== Fragmento para leer ==
= = = = =

R. Creo que no, y desde luego el Diccionario de la lengua española de la Academia es una obra muy consultada, y la desaparición práctica del papel no ha hecho sino favorecerlo. El Diccionario de la Academia, cuya 23.ª edición en papel se publicó en 2014, se vendió muy mal, hay que reconocerlo, porque la gente sabía que se podría consultar gratis en la página de la Academia. Pero en cambio las consultas en línea alcanzan unas cifras impresionantes. Yo mismo, cuando trabajo en casa, tengo siempre abierta la página web. Además, en pantalla pinchas en una palabra de la edición y se abre, no hay que estar pasando páginas. Me parece que está claro que el libro en papel no ha muerto, pero el diccionario en papel sí. Además, ese diccionario de 2014 ya se ha quedado anticuado. Ha habido actualizaciones en 2019, 2020, 2021 y habrá otra en 2022. Por tanto, las ventajas de la edición electrónica son abrumadoras. Y que conste que no soy nada mitificador de la tecnología, ni de la modernidad, ni de la ultramodernidad. Al contrario, en esos terrenos más bien tiendo a ser un poco conservador. Pero no rendirse a la evidencia de la utilidad del diccionario en línea seria completamente absurdo.

«El libro en papel no ha muerto, pero el diccionario en papel sí»

P. Te quiero hacer una última pregunta que tiene que ver con las lenguas en general. En España tendemos a decir que es una riqueza enorme que haya muchas lenguas, y predomina un discurso que mitifica la diversidad. Sin embargo, ese discurso entra en contradicción con nuestra celebración de los 500 millones de hablantes del español. ¿El mundo ideal tiene muchas lenguas o una sola? ¿No sería ideal un mundo en el que todos habláramos la misma lengua -sea el español, el catalán, el euskera o el inglés- para poder comunicarnos?

= = = = =

== Material entregado ==
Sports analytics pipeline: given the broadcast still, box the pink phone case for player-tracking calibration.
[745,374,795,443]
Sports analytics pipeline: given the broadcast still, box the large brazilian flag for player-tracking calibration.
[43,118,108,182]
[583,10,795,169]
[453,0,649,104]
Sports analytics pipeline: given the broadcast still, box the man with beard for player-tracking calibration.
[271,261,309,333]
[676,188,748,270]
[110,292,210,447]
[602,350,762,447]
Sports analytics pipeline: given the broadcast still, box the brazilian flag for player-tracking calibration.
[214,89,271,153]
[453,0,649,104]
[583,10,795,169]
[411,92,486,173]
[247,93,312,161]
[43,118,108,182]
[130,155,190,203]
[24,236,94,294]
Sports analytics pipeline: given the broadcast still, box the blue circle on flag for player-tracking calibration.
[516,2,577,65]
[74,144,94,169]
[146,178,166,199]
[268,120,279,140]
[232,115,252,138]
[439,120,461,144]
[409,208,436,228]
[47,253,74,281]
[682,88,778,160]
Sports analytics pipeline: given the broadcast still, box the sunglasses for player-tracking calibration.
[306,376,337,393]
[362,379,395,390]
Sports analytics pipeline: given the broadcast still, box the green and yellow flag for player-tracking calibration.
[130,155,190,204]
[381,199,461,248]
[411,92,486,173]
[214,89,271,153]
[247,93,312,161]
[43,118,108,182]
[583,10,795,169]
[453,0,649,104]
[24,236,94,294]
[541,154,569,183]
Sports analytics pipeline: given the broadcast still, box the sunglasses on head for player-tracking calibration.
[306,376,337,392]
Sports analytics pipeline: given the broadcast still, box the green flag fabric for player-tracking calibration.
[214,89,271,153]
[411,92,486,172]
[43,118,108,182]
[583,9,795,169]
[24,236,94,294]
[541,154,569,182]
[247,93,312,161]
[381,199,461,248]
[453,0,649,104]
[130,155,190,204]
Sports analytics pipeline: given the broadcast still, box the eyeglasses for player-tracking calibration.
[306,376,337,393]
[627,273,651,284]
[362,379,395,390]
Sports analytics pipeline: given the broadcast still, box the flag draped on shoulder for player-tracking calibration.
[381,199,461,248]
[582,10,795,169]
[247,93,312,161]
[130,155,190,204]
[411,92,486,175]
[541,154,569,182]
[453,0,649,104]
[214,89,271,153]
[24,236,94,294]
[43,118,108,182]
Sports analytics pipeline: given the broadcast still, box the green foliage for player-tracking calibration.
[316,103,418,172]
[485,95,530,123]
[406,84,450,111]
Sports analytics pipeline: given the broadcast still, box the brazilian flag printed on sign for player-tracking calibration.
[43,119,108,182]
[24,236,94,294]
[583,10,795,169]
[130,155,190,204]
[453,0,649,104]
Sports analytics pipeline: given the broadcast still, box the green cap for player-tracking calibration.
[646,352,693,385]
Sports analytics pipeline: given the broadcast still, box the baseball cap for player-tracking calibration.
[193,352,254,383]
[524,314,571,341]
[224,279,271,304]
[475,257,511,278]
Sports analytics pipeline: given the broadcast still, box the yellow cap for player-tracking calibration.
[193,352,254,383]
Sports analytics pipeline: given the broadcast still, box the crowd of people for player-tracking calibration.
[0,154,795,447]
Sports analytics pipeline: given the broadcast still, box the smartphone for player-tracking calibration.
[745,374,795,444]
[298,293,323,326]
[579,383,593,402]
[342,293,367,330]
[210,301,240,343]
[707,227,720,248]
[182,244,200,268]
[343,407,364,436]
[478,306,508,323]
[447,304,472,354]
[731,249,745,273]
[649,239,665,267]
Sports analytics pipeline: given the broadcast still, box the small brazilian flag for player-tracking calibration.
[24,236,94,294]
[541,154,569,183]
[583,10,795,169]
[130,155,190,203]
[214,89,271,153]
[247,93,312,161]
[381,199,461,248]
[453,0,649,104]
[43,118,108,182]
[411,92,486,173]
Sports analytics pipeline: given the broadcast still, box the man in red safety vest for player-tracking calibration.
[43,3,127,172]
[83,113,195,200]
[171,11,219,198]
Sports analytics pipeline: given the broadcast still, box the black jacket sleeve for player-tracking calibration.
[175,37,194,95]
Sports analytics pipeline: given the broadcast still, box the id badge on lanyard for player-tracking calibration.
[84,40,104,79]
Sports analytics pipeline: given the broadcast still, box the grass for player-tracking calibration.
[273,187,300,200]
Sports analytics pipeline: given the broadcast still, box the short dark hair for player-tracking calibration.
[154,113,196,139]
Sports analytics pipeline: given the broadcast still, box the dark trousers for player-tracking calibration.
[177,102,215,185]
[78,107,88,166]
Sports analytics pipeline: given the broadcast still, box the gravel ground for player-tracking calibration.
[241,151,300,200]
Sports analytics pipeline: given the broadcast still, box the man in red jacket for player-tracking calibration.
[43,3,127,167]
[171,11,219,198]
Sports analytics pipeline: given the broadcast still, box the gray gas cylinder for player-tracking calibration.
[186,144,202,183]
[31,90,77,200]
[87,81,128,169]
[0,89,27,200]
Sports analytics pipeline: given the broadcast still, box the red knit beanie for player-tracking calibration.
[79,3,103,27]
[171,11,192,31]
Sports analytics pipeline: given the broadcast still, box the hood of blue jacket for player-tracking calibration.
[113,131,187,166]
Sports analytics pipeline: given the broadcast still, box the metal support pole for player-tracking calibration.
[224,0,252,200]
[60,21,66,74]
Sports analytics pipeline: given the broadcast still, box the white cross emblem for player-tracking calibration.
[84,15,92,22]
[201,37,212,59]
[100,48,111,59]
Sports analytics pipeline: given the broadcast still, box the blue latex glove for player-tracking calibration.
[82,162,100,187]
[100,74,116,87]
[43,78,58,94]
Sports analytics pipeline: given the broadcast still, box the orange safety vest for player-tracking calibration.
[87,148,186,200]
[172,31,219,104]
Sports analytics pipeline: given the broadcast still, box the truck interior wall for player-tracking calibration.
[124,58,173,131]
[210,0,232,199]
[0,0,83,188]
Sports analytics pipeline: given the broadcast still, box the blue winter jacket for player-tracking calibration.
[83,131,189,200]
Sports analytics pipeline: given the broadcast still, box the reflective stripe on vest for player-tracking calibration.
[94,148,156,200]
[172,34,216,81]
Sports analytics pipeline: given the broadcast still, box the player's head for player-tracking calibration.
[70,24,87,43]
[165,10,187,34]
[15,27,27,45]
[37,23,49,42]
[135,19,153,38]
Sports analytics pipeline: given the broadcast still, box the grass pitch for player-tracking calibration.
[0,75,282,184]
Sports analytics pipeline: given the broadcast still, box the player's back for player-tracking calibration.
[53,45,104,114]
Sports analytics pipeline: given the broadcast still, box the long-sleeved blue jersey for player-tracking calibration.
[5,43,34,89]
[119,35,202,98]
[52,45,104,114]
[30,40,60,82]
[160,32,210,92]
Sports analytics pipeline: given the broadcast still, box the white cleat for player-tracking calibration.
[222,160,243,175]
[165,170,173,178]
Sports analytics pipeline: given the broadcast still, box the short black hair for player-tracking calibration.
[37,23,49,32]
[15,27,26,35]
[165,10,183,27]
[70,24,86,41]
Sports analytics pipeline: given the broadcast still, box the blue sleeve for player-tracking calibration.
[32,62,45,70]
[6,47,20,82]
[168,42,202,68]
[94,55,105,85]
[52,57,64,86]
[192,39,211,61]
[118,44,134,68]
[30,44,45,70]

= = = = =

== Preguntas para responder ==
a - Devuelve de forma literal el tramo de la entrevista sobre el diccionario que va desde "P. Te quiero" hasta "para poder comunicarnos?".
b - Responde estas preguntas sobre la entrevista acerca del diccionario:
(i) ¿En qué año se publicó en papel la 23.ª edición del Diccionario de la Academia?
(ii) ¿En qué años ha habido ya actualizaciones de ese diccionario?
(iii) ¿Qué tiene siempre abierto el entrevistado cuando trabaja en casa?
c - Sigue escribiendo la entrevista sobre el diccionario a partir de donde se corta.

== Respuestas por número ==
a -
P. Te quiero hacer una última pregunta que tiene que ver con las lenguas en general. En España tendemos a decir que es una riqueza enorme que haya muchas lenguas, y predomina un discurso que mitifica la diversidad. Sin embargo, ese discurso entra en contradicción con nuestra celebración de los 500 millones de hablantes del español. ¿El mundo ideal tiene muchas lenguas o una sola? ¿No sería ideal un mundo en el que todos habláramos la misma lengua -sea el español, el catalán, el euskera o el inglés- para poder comunicarnos?

b -
(i) En 2014.
(ii) En 2019, 2020 y 2021.
(iii) La página web.

c -
R. Eso sí que es una contradicción casi insalvable. Desde el punto de vista de la eficacia comunicativa, evidentemente cuantas menos lenguas hubiera, mejor. Uno de mis maestros en la Academia, don Gregorio Salvador, era de los que más insistían en las ventajas del coeficiente numérico en una lengua. Naturalmente, eso era algo muy polémico, y otros opinaban que llevaría a la desaparición de las demás lenguas. Que hubiera una lengua universal sería muy cómodo, pero se produciría una pérdida cultural tremenda. Me parece bien la diversidad, y la pérdida de una lengua es una lástima. Pero también hay que atender a los factores prácticos y a los derechos de los individuos, que es muy importante. Y digo bien de los individuos, no de los países, ni de los territorios.

P. Ni de las lenguas.

R. Ni de las lenguas, efectivamente. Las lenguas, los territorios no tienen derechos, los tienen los individuos. Entonces, si los individuos quieren preservar su lengua, debe respetarse ese deseo de preservarla. Y lo ideal, aunque comprendo que es complicado políticamente, es preservar las situaciones de bilingüismo. Yo envidio a los bilingües porque me parece una riqueza serlo. Los que somos pétreamente monolingües, no tenemos esa suerte. Y desaparecidas situaciones de desigualdad, o de lo que llamamos diglosia, es decir, de superioridad de una lengua sobre otra, qué positivo es que un ciudadano de Cataluña llegue a ser perfectamente bilingüe. O el caso de Canadá: ir a Quebec o Montreal, y ver esa sociedad tan equilibradamente bilingüe, es un indicio de civilización muy alto.

P. Y para terminar, ¿a quién te gustaría que invitáramos a este sofá?

R. Va a sonar un poco corporativista, pero tengo mucha admiración por una compañera que lo es por partida doble: compañera en la Universidad Autónoma de Madrid y compañera de la Academia, que es Inés Fernández Ordóñez. Una profesora y académica joven, muy trabajadora, que es un exponente valiosísimo de la conjunción entre tradición y renovación. Es una gran experta en dialectología y en geografía lingüística y es la directora de un proyecto interesantísimo que es el corpus oral y sonoro del español rural. Está haciendo con un grupo de discípulos un trabajo admirable de vuelta a una tradición muy de la Filología española, de salir a los pequeños pueblos a recoger los últimos vestigios de una lengua rural que se va a perder si no la rescatamos y la ponemos por escrito. Porque realmente el éxodo rural, dicho sea sin caer en excesivo romanticismo nostálgico, puede ser verdaderamente una pérdida. Así que sería una entrevista muy interesante.